■ SEZIONE DEL DOCUMENTO:
Miro Renzaglia- Il Fondo Magazine Italia post150 con Antonio Pennacchi Sandro Giovannini ed altri

88741566.gifIn occasione del 150° anniversario della Unità d’Italia, Il Fondo ha rivolto ad alcuni amici e collaboratori quattro domande sui suoi significati salienti. Al forum hanno partecipato: Arba (opinionista), Angela Azzaro (giornalista), Giorgio Ballario (scrittore), Mario Bortoluzzi (musicista), Andrea Colombo (scrittore), Michele De Feudis (giornalista), Sandro Giovannini (poeta), Mario Grossi (critico letterario), Roberto Guerra (poeta), Alberto B. Mariantoni (scrittore), Raffaele Morani (opinionista), Antonio Pennacchi (scrittore), Raffaele Perrotta (poeta), Luca Leonello Rimbotti (scrittore), Giovanni Tarantino (scrittore).

La redazione

 


 

Definisci il tuo concetto di patria-nazione…

Arba - E’ indubbiamente innato. Dapprima inconscio, poi felice consapevoleza di appartenenza ed identità se accettato e nutrito. Può venire trasformato in nazionalismo egoista. Oppure negato,  rendendolo una caricatura  di se stesso. E facendosi del male inutile, quando se ne predica la sparizione o l’assenza. Le proprie origini, le origini della propria comunità, la storia vissuta insieme, le tradizioni, i patti comuni rappresentano per me la Patria. E’un legame verso una specifica terra: uno spazio fisico che esprime un’eredità che si tramanda e si gestisce come pegno di un “amore”. Volendo, la parte fisica della Patria, la terra che si calpesta, rappresenta l’anello, la fede, simbolo di una promessa di fedeltà fra il divino e l’uomo. Credo fermamente infatti che i popoli, le nazioni, le patrie, le frontiere siano per prima cosa di ordine spirituale e pre-stabilito: una istituzione pensata dal divino per aiutarci a compiere il nostro destino e crescere verso la meta, che è quella di migliorare il mondo partendo da noi stessi. Ovvero: l’occasione giusta, la più adatta per divenire veri uomini e donne coscienti e liberi. Avere un senso di patria interiore è necesario per riconoscere lo stesso desiderio negli altri popoli. Sentirlo, genera ed aumenta il rispetto verso gli altri: la vera fratellanza fra le nazioni si attua favorendo e rispettando la diversità di ogni nazione e la libertà altrui. Alcune persone ne racchiudono più d’una. I soliti fortunati… Senza patria si erra. In tutti i sensi racchiusi nel verbo…
Angela Azzaro - Io preferisco parlare di Stato. La patria non mi piace perché l’etimo, terra dei padri, racconta di un’idea fondata sul potere degli uomini e del sangue. In nome della patria si sono combattute le guerre e cacciati i cosiddetti stranieri. La mia patria diceva Virginia Woolf è il mondo intero. Lo Stato quindi perché permette di organizzarsi in istituzioni democratiche che per quanto piene di limiti consentono un minimo di partecipazione e di diritti. La patria fa riferimento a un’idea di cittadinanza fondata sul sangue. Per me la cittadinanza deve valere per tutti là dove si trovano senza distinzione di alcun tipo.

[Voci tratte da un dataset]
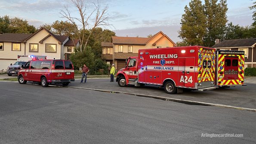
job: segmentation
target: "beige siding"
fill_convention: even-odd
[[[24,55],[25,45],[22,43],[21,51],[12,51],[12,43],[3,43],[3,50],[0,51],[0,58],[16,59],[18,55]]]
[[[48,36],[49,34],[44,30],[42,30],[35,34],[27,41],[26,44],[26,55],[46,55],[47,59],[61,59],[61,45],[58,44],[58,41],[52,36],[50,36],[43,40],[43,43],[39,43],[39,41]],[[38,52],[29,52],[29,43],[38,43]],[[56,44],[56,53],[46,52],[46,44]]]
[[[105,47],[104,47],[103,48],[102,54],[106,54],[106,48],[105,48]],[[113,55],[113,48],[110,48],[110,54]]]
[[[7,67],[10,65],[10,64],[13,64],[17,61],[17,59],[0,59],[0,70],[4,70],[6,71]]]

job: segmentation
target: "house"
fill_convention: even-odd
[[[102,58],[107,64],[114,64],[116,69],[125,67],[125,59],[138,56],[140,49],[176,46],[176,44],[162,31],[151,37],[112,37],[112,43],[102,43]]]
[[[216,40],[212,46],[216,49],[244,51],[244,67],[256,67],[256,38],[224,40],[221,43]]]
[[[68,59],[79,40],[54,35],[44,28],[33,34],[0,34],[0,70],[17,61],[18,55],[45,55],[47,59]]]

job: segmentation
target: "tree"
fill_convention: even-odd
[[[0,16],[0,34],[9,32],[10,19],[9,16]]]
[[[179,37],[189,45],[202,45],[206,34],[206,16],[199,0],[192,0],[189,7],[186,6],[181,19]]]
[[[77,26],[67,21],[56,21],[51,25],[55,34],[72,36],[75,34]]]
[[[204,36],[204,46],[211,47],[215,44],[216,39],[224,37],[226,24],[228,22],[226,0],[205,0],[204,5],[207,18],[207,33]]]
[[[78,34],[77,35],[79,36],[80,41],[79,50],[80,52],[82,52],[83,47],[86,47],[89,37],[96,27],[110,25],[108,21],[108,17],[105,16],[108,7],[106,6],[101,9],[101,6],[99,2],[97,4],[93,3],[95,9],[87,15],[86,12],[86,6],[83,0],[71,0],[71,1],[77,8],[80,17],[76,18],[71,16],[71,12],[67,6],[65,7],[65,9],[61,9],[60,13],[62,15],[62,18],[66,18],[69,22],[76,26],[76,33],[81,33],[81,34]],[[96,13],[95,17],[93,18],[94,22],[91,25],[91,24],[89,23],[89,20],[91,20],[92,19],[91,16],[95,13]],[[78,21],[79,23],[77,24],[76,21]],[[82,25],[81,28],[78,28],[78,26],[80,25]],[[85,30],[86,28],[89,29],[90,27],[92,28],[92,31],[90,31],[89,35],[86,37],[85,37]]]
[[[250,9],[256,9],[256,1],[253,2],[253,6],[249,7]],[[256,25],[256,11],[254,11],[253,15],[253,19],[254,20],[254,22],[253,23],[253,25]]]

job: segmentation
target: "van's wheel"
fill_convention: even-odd
[[[23,77],[22,77],[22,75],[19,76],[18,78],[18,81],[19,81],[19,83],[20,84],[25,84],[27,83],[27,80],[24,80]]]
[[[117,83],[118,83],[118,85],[120,87],[126,86],[126,80],[125,79],[125,77],[120,77],[118,79]]]
[[[49,85],[48,82],[47,81],[47,80],[45,77],[43,77],[41,79],[41,85],[43,87],[47,87]]]
[[[68,85],[69,84],[69,82],[62,83],[62,86],[68,86]]]
[[[177,88],[175,86],[173,82],[167,82],[164,84],[164,91],[168,94],[174,94],[177,93]]]

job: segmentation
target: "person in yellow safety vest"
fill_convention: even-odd
[[[114,82],[114,75],[115,74],[115,64],[112,64],[112,67],[110,70],[110,82]]]

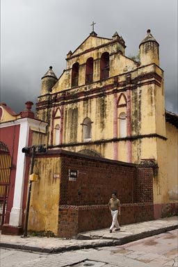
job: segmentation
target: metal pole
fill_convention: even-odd
[[[35,147],[32,147],[32,156],[31,156],[31,172],[30,175],[33,174],[33,166],[34,166],[34,158],[35,154]],[[24,227],[24,237],[27,236],[27,227],[28,227],[28,220],[29,220],[29,207],[30,207],[30,201],[31,201],[31,185],[32,181],[29,181],[29,193],[28,193],[28,200],[26,203],[26,218],[25,218],[25,227]]]

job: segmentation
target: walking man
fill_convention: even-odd
[[[114,227],[116,227],[115,231],[120,229],[118,220],[118,213],[119,216],[120,215],[120,200],[117,198],[116,192],[113,192],[112,193],[112,197],[109,200],[108,202],[108,207],[113,217],[112,225],[109,229],[110,233],[112,233]]]

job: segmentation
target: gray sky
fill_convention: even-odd
[[[59,77],[65,58],[92,31],[125,40],[137,55],[147,29],[160,45],[165,108],[177,113],[177,0],[1,0],[1,102],[15,111],[38,101],[50,65]],[[35,105],[34,105],[35,106]]]

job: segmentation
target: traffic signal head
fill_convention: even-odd
[[[30,151],[31,151],[31,149],[30,149],[30,147],[24,147],[22,149],[22,153],[25,153],[27,154],[30,154]]]
[[[43,146],[40,146],[40,147],[38,147],[38,153],[44,153],[44,152],[46,152],[46,151],[47,151],[46,147],[44,147]]]

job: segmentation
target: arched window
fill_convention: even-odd
[[[86,83],[92,83],[93,81],[93,58],[89,58],[86,61]]]
[[[102,54],[100,61],[100,79],[108,78],[109,76],[109,54]]]
[[[126,113],[122,112],[119,115],[120,120],[120,137],[127,136],[127,120]]]
[[[59,124],[56,124],[54,127],[55,129],[55,145],[59,145],[59,138],[60,138],[60,126]]]
[[[79,64],[76,63],[72,70],[72,87],[78,86]]]
[[[91,120],[89,118],[86,118],[83,122],[83,132],[84,141],[89,141],[92,138],[92,124]]]

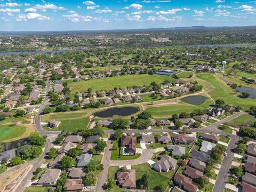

■ LAVORO RICHIESTO:
A. Rispondi alle seguenti domande sul testo dedicato al 150° anniversario dell'Unità d'Italia.
(i) Quante domande ha rivolto Il Fondo ad amici e collaboratori?
(ii) Di che cosa preferisce parlare Angela Azzaro al posto della patria?
(iii) Secondo Arba, che cosa rappresenta la parte fisica della Patria, cioè la terra che si calpesta?
B. Scrivi il seguito del testo dedicato al 150° anniversario dell'Unità d'Italia, riprendendo subito dopo l'ultima frase riportata.

■ LE RISPOSTE:
A.
(i) Quattro domande.
(ii) Dello Stato.
(iii) L'anello, la fede, simbolo di una promessa di fedeltà fra il divino e l'uomo.

B.
Giorgio Ballario – Patria è per definizione etimologica “la terra dei padri” (se usiamo madrepatria estendiamo il concetto a entrambi i genitori); nazione richiama non solo alla nascita e all’origine territoriale, ma alla comunità di diritto alla quale si appartiene per vincolo di sangue, lingua, cultura e tradizione. Entrambi i termini (patria e nazione) hanno però un significato spirituale, culturale, ideale e letterario che va al di là dell’appartenenza geografica e di stirpe. Nel mondo globalizzato sono concetti che vanno sfumando; anche se l’uomo contemporaneo, in apparenza sempre più sradicato e privo di riferimenti identitari, dimostra di aver ancora bisogno di punti fermi. Ecco allora l’esigenza di aggrapparsi alle “piccole patrie” locali, a identità più politico-ideologiche che reali (la Padania), a un neo-patriottismo artificiale (l’adesione a-critica alle celebrazioni dei 150 dell’unità d’Italia). In realtà patria e nazione sono due concetti in continua evoluzione e ridefinizione.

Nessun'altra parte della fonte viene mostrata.